What is the number of lines in the data that contain "high"? Respond with nothing else.

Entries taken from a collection
======
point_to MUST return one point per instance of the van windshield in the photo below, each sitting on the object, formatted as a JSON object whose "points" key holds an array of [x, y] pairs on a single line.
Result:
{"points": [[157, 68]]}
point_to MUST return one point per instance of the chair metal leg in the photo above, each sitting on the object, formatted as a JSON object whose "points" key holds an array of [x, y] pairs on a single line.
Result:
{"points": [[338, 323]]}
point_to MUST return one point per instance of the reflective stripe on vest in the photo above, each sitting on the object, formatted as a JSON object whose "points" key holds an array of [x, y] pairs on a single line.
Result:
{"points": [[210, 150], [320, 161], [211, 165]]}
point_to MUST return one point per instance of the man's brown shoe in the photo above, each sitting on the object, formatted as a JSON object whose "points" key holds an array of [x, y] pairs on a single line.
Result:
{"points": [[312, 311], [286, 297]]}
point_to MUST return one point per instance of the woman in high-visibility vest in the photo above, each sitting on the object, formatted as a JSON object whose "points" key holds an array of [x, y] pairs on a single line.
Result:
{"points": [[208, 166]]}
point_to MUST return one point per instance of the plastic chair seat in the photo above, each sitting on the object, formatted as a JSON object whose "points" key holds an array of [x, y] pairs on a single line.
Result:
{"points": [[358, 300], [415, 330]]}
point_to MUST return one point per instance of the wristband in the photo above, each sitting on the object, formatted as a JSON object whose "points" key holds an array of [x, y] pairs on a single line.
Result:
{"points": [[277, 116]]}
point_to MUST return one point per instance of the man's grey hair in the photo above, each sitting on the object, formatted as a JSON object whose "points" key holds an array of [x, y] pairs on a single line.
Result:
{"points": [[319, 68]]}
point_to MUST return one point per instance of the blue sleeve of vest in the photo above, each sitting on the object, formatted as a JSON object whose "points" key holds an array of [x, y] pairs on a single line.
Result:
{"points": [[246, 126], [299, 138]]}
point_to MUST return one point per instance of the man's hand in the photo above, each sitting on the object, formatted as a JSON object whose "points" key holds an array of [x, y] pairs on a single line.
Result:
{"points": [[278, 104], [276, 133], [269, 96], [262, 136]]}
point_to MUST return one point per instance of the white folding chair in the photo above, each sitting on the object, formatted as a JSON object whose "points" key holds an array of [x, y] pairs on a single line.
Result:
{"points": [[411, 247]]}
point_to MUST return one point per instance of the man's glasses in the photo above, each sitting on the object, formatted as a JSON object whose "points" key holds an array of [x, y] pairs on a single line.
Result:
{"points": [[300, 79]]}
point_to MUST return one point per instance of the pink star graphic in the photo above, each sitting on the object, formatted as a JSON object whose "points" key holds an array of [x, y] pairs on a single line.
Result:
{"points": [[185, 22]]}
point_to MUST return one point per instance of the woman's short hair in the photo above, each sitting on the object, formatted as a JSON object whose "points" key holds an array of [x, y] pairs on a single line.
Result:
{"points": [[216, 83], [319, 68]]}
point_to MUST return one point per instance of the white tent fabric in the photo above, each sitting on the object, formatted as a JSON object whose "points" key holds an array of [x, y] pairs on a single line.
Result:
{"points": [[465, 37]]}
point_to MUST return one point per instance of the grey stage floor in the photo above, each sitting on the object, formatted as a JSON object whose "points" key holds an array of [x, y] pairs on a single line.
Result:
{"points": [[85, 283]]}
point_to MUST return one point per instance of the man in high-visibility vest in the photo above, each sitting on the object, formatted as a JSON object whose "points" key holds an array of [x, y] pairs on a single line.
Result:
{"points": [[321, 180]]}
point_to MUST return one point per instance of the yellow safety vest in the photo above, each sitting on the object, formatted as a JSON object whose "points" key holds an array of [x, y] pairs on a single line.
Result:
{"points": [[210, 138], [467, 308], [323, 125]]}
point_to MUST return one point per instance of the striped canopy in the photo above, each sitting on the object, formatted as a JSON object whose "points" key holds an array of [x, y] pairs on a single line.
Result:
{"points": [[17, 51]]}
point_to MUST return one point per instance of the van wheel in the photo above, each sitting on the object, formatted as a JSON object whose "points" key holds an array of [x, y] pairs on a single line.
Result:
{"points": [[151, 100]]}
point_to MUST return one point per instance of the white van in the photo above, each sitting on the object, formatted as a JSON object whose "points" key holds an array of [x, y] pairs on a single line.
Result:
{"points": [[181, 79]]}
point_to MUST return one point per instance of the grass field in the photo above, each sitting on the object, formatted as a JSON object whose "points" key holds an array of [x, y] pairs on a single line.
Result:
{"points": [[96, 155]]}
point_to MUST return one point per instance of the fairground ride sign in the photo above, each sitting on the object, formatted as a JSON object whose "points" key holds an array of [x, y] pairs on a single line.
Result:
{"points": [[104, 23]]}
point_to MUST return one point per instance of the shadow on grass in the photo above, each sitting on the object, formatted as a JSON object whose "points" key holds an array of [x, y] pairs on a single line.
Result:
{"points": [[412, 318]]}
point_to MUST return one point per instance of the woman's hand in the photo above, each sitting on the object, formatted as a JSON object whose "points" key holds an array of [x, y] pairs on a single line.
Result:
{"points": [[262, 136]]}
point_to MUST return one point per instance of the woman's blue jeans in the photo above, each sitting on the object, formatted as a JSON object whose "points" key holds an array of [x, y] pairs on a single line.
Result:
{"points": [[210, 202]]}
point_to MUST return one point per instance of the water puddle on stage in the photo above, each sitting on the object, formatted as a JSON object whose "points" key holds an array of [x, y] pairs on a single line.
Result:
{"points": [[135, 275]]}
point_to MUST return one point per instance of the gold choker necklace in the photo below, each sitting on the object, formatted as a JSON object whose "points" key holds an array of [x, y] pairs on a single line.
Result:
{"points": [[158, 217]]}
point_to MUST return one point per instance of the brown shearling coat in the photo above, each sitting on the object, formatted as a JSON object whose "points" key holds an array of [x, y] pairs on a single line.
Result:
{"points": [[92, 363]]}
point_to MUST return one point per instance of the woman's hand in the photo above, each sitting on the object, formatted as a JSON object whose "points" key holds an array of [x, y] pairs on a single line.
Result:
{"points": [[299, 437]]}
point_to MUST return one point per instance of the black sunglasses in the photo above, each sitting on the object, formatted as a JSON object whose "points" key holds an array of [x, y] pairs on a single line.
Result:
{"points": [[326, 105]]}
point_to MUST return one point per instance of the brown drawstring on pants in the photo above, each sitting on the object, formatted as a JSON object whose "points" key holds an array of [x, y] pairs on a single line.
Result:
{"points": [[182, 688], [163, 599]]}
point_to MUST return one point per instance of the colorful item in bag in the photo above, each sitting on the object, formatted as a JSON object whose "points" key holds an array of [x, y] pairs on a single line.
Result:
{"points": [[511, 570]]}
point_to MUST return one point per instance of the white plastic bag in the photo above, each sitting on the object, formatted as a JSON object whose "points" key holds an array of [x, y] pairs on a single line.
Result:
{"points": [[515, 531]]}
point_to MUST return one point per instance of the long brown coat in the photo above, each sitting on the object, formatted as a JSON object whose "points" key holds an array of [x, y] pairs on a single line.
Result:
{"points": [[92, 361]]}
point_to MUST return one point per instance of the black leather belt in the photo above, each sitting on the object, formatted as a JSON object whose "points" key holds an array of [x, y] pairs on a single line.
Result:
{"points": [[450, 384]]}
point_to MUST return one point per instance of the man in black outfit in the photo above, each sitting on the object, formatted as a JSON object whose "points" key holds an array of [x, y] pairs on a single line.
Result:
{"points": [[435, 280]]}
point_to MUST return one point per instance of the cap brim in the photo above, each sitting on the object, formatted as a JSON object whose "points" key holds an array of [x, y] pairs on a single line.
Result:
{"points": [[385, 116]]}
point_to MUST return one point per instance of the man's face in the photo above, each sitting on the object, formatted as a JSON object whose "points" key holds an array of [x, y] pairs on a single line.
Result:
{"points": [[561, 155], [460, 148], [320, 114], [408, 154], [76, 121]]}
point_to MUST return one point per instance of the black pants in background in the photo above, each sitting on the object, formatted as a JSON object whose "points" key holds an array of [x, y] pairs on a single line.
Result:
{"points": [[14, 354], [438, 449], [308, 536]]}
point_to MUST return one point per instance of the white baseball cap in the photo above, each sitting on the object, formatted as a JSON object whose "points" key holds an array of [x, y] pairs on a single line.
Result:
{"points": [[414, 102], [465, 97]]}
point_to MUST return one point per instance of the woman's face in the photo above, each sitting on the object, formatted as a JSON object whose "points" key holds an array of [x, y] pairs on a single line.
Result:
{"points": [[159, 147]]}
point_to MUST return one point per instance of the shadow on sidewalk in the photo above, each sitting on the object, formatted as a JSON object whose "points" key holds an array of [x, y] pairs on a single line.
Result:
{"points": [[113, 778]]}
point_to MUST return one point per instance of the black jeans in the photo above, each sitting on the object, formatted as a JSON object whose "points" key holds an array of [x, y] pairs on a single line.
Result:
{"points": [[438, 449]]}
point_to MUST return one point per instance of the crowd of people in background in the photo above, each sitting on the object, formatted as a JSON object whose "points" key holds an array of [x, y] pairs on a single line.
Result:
======
Output for this exercise: 2